[Data excerpts]
########################################
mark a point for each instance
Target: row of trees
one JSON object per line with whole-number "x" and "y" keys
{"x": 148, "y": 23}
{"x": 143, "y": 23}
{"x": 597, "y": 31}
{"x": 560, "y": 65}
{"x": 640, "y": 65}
########################################
* _WHAT IS REQUIRED_
All records are to be restated exactly, from the first line to the last line.

* _SOLUTION FOR THIS PROBLEM_
mark a point for each instance
Target: row of trees
one JSON object per line with whole-number "x" and "y" keys
{"x": 148, "y": 23}
{"x": 143, "y": 23}
{"x": 597, "y": 31}
{"x": 560, "y": 65}
{"x": 640, "y": 65}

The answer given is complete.